→ **Records to process**:

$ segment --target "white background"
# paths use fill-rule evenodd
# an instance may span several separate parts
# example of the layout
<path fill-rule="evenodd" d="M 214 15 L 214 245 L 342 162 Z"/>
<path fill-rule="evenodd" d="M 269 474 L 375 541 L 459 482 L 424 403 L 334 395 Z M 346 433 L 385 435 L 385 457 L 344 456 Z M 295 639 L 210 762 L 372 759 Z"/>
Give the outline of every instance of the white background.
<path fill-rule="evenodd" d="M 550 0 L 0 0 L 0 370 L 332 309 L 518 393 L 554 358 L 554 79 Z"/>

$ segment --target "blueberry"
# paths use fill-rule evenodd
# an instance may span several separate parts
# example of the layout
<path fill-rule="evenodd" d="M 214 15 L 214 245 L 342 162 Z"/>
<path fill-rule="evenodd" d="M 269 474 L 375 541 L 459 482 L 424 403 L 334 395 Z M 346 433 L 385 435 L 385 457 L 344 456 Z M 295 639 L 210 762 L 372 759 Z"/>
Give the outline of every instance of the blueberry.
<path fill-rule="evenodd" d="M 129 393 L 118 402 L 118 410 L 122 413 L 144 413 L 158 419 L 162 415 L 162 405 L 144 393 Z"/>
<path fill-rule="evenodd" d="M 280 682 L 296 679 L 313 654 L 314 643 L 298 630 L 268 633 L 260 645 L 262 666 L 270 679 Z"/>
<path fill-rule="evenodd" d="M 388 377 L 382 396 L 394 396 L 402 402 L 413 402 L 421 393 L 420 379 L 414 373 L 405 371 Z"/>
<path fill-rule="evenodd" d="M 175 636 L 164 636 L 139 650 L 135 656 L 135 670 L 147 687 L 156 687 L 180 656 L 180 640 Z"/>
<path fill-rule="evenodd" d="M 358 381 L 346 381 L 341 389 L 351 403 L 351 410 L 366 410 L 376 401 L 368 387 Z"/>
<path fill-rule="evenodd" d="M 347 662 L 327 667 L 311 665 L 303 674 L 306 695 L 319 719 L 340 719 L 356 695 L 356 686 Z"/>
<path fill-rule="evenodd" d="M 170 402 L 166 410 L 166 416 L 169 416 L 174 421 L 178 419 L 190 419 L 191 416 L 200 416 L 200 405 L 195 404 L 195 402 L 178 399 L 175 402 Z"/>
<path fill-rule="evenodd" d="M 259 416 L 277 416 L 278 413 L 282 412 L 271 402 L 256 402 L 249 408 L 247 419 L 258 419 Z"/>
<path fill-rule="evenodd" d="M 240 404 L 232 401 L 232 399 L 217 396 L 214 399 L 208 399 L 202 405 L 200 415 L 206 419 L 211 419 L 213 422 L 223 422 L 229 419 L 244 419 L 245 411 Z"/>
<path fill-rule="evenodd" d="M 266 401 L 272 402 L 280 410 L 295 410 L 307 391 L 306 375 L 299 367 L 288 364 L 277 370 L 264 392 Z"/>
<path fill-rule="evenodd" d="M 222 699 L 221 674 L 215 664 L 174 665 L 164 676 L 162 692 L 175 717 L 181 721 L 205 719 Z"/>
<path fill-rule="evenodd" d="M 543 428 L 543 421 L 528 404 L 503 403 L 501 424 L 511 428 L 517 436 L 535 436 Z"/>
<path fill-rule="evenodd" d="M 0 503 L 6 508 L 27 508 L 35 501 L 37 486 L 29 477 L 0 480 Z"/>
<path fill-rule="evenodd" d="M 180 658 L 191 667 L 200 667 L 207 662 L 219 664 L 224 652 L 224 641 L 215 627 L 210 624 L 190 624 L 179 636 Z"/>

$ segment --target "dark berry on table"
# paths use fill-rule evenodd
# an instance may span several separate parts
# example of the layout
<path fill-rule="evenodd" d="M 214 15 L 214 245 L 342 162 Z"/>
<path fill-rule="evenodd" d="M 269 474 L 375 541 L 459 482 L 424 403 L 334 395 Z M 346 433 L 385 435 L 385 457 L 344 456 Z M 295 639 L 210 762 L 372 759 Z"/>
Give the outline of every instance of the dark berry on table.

→ **Aim**:
Reproduce the data above with every occurrence of "blueberry" renamed to "bilberry", leaving everything else unchanged.

→ **The completed task**:
$ segment --target "white background"
# paths use fill-rule evenodd
# an instance may span several separate parts
# example of the layout
<path fill-rule="evenodd" d="M 214 15 L 214 245 L 342 162 Z"/>
<path fill-rule="evenodd" d="M 269 474 L 375 541 L 459 482 L 424 403 L 334 395 Z M 346 433 L 385 435 L 385 457 L 344 456 Z M 295 639 L 210 762 L 372 759 Z"/>
Give the outline of every instance of the white background.
<path fill-rule="evenodd" d="M 550 0 L 0 0 L 0 370 L 332 309 L 518 393 L 554 358 L 554 79 Z"/>

$ segment --target "bilberry"
# paths use fill-rule evenodd
# an instance may span several separate parts
# example of the layout
<path fill-rule="evenodd" d="M 214 15 L 214 245 L 342 162 Z"/>
<path fill-rule="evenodd" d="M 269 474 L 375 541 L 459 482 L 424 403 L 334 395 Z M 346 433 L 385 435 L 385 457 L 344 456 Z M 295 639 L 210 762 L 372 759 Z"/>
Give the outline of every instance of the bilberry.
<path fill-rule="evenodd" d="M 129 393 L 118 402 L 118 410 L 122 413 L 144 413 L 158 419 L 162 415 L 162 405 L 144 393 Z"/>
<path fill-rule="evenodd" d="M 280 682 L 296 679 L 313 654 L 314 643 L 298 630 L 268 633 L 260 645 L 262 666 L 270 679 Z"/>
<path fill-rule="evenodd" d="M 388 377 L 382 396 L 394 396 L 402 402 L 413 402 L 421 393 L 420 379 L 414 373 L 405 371 Z"/>
<path fill-rule="evenodd" d="M 175 636 L 164 636 L 139 650 L 135 656 L 135 670 L 147 687 L 156 687 L 180 656 L 180 640 Z"/>
<path fill-rule="evenodd" d="M 358 381 L 346 381 L 341 389 L 351 403 L 351 410 L 366 410 L 376 401 L 368 387 Z"/>
<path fill-rule="evenodd" d="M 347 662 L 327 667 L 311 665 L 303 674 L 306 695 L 319 719 L 340 719 L 356 695 L 356 686 Z"/>
<path fill-rule="evenodd" d="M 170 402 L 166 410 L 166 416 L 169 416 L 174 421 L 178 419 L 190 419 L 191 416 L 200 416 L 200 405 L 195 404 L 195 402 L 178 399 L 175 402 Z"/>
<path fill-rule="evenodd" d="M 259 416 L 277 416 L 278 413 L 282 412 L 271 402 L 256 402 L 249 408 L 247 419 L 258 419 Z"/>
<path fill-rule="evenodd" d="M 240 404 L 232 401 L 232 399 L 217 396 L 214 399 L 208 399 L 202 405 L 200 415 L 206 419 L 211 419 L 213 422 L 223 422 L 229 419 L 244 419 L 245 411 Z"/>
<path fill-rule="evenodd" d="M 266 401 L 272 402 L 280 410 L 295 410 L 307 391 L 306 375 L 299 367 L 288 364 L 277 370 L 264 392 Z"/>
<path fill-rule="evenodd" d="M 222 699 L 221 674 L 215 664 L 174 665 L 164 676 L 162 692 L 175 717 L 181 721 L 205 719 Z"/>
<path fill-rule="evenodd" d="M 543 428 L 543 421 L 528 404 L 503 403 L 501 424 L 511 428 L 517 436 L 535 436 Z"/>
<path fill-rule="evenodd" d="M 0 503 L 6 508 L 27 508 L 35 501 L 37 486 L 29 477 L 0 480 Z"/>
<path fill-rule="evenodd" d="M 180 658 L 191 667 L 200 667 L 207 662 L 219 664 L 224 652 L 224 641 L 215 627 L 210 624 L 190 624 L 179 636 Z"/>

$ segment --target "dark berry on table"
# paths use fill-rule evenodd
# an instance may span several separate parts
# example of the layout
<path fill-rule="evenodd" d="M 214 15 L 214 245 L 342 162 Z"/>
<path fill-rule="evenodd" d="M 269 474 L 375 541 L 459 482 L 424 403 L 334 395 Z M 346 433 L 385 435 L 385 457 L 344 456 Z M 295 639 L 210 762 L 372 759 Z"/>
Give the outline of every instance of the dark berry on table.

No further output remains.